• WORK TO BE COMPLETED: Where a line below holds the string "form", that line goes into the answer.

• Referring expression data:
-----

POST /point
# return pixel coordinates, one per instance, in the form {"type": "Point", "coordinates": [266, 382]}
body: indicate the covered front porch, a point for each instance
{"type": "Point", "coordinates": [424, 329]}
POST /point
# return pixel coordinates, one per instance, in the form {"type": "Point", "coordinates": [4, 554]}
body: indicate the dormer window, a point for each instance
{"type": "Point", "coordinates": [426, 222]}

-----

• SOLUTION FOR THIS EXERCISE:
# return pixel coordinates, one per instance, in the form {"type": "Point", "coordinates": [266, 382]}
# return pixel coordinates, one per instance, in the form {"type": "Point", "coordinates": [4, 554]}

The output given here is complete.